Saved entries:
· · · ·
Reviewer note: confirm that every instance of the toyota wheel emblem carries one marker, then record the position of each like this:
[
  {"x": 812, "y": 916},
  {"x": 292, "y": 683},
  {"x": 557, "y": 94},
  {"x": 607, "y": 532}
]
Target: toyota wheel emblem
· · · ·
Description of the task:
Can you rewrite the data above with every "toyota wheel emblem" swapped for "hubcap logo" and nothing else changed?

Written response:
Reviewer note: confirm that every instance of the hubcap logo carries one marker, then record the position of each like this:
[
  {"x": 812, "y": 916},
  {"x": 292, "y": 683},
  {"x": 557, "y": 94},
  {"x": 607, "y": 532}
]
Target: hubcap logo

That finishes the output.